• Task description:
What do the lines say from the one containing "Where can the bangladesh" to the end of the records? Restate them word for word, and only those.

[Items listed in a dataset]
********************

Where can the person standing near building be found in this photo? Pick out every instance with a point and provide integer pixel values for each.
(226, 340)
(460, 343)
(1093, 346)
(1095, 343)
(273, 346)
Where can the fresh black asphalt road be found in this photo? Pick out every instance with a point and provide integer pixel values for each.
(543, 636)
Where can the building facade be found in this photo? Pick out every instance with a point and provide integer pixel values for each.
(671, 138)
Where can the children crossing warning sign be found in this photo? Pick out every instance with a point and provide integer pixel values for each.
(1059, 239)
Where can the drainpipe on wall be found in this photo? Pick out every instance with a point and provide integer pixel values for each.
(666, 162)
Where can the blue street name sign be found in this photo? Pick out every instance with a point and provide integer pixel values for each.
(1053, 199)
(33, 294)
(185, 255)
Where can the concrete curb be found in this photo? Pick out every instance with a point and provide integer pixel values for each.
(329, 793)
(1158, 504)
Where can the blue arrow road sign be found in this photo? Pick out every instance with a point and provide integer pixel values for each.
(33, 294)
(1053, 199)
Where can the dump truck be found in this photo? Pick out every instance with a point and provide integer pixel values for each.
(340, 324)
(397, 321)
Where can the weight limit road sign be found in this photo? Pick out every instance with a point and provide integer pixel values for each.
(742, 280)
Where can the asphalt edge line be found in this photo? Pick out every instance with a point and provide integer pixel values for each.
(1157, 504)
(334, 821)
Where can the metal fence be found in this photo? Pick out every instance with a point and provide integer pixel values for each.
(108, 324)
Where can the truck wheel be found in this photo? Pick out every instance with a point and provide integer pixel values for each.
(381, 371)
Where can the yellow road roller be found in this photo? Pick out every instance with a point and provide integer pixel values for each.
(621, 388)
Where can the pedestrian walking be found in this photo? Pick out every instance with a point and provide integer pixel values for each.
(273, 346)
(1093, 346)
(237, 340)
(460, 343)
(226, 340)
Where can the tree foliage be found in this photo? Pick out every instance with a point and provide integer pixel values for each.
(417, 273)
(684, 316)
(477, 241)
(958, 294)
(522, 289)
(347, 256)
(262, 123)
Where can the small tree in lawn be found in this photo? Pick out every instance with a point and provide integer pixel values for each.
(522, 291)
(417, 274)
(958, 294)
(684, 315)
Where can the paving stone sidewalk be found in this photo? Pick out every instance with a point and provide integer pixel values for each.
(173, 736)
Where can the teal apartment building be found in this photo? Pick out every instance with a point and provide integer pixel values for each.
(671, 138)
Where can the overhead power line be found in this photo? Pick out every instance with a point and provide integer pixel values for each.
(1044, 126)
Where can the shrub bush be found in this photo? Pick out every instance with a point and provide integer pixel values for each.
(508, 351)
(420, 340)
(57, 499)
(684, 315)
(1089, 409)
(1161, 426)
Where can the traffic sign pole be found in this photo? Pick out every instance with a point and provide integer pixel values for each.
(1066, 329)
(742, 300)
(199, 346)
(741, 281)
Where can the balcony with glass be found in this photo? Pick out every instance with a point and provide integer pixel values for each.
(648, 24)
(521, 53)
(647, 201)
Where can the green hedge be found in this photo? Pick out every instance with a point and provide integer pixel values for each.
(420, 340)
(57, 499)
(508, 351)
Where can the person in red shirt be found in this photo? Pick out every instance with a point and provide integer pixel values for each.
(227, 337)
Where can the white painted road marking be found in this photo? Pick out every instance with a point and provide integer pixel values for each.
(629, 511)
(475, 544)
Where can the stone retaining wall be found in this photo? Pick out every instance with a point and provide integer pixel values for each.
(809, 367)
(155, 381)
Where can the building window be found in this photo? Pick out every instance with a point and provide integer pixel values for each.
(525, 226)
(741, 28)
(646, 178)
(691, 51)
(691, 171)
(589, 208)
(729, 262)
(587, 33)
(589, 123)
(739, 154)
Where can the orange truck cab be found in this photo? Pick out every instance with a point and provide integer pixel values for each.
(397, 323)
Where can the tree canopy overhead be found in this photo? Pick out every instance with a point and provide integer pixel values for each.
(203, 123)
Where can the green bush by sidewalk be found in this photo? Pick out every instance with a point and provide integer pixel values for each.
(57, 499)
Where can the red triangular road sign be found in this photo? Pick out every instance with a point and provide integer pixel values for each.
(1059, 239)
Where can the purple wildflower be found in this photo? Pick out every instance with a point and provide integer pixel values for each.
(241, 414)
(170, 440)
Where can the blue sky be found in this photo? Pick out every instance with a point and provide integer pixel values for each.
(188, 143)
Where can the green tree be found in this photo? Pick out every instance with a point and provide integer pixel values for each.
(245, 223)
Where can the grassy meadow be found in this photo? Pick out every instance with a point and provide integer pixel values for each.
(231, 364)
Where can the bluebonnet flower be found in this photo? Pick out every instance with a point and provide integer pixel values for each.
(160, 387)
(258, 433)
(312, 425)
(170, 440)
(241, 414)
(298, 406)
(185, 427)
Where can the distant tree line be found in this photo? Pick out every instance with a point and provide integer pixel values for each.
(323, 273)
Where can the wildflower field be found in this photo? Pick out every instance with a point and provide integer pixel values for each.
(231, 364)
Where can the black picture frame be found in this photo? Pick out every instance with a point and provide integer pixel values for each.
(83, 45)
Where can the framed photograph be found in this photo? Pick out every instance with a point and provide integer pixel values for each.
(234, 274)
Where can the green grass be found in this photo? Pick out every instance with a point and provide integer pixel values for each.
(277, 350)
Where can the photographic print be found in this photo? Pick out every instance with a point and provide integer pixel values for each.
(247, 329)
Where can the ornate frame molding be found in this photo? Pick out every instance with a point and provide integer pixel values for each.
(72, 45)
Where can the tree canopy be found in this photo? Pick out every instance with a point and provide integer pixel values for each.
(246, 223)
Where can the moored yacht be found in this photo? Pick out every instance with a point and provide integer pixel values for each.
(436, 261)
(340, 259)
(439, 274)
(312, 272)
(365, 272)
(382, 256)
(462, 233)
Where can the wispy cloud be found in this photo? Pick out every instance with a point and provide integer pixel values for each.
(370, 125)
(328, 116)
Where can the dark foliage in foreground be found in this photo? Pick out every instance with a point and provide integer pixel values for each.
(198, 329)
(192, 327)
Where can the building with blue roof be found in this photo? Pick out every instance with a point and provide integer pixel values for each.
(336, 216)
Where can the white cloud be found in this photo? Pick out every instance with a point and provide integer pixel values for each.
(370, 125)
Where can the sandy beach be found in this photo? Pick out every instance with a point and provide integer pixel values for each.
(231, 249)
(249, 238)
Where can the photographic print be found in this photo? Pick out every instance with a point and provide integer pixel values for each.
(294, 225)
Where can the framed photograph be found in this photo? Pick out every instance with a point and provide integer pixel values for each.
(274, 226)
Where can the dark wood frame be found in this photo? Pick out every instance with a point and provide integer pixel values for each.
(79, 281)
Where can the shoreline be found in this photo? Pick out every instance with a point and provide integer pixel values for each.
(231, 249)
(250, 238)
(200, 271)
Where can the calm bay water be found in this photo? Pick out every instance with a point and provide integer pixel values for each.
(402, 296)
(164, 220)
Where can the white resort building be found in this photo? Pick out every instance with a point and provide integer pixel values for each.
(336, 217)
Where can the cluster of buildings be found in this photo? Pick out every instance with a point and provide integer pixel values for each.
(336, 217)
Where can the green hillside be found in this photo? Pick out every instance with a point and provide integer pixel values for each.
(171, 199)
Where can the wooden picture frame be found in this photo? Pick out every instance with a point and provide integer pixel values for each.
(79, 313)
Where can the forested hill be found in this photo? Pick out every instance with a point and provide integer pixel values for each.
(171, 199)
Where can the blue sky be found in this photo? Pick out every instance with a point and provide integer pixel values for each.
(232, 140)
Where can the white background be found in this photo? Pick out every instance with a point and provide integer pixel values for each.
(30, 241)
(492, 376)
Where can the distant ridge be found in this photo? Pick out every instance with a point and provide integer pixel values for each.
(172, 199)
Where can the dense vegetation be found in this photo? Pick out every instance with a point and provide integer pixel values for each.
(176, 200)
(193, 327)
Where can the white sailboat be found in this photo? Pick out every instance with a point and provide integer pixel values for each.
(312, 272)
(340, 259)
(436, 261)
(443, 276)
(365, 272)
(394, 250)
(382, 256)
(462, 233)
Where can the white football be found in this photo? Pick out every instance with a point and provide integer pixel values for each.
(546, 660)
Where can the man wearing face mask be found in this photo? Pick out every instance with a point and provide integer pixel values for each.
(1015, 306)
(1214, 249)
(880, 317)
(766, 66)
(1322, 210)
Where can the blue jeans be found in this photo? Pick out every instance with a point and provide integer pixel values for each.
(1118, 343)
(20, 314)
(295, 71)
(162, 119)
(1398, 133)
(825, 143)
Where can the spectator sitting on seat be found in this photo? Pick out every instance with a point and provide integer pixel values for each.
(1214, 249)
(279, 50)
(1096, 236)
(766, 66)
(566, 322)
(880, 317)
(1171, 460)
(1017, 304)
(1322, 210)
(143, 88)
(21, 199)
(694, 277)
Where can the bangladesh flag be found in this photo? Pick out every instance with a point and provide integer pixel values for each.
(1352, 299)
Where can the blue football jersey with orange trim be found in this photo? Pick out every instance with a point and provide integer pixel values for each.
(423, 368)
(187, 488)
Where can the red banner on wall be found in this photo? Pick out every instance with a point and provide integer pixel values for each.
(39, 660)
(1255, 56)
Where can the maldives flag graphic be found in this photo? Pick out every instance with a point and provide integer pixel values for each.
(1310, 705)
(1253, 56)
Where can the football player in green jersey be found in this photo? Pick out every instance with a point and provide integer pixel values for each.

********************

• Final result:
Where can the bangladesh flag be found in this photo? Pick out every instance with a point and provide integer pixel values for each.
(1352, 299)
Where can the blue football jersey with orange trim be found in this photo? Pick out every instance with a point and provide integer pixel values for each.
(423, 368)
(187, 488)
Where can the red banner on wall be found in this photo? Pick out every instance with a point and provide integer pixel values for each.
(39, 660)
(1255, 56)
Where can the maldives flag graphic be found in this photo? Pick out every instance with a point and provide integer pixel values for each.
(1310, 705)
(1253, 56)
Where can the football player in green jersey be found in this photo? Pick out every instance with a point and provide integer pixel values for each.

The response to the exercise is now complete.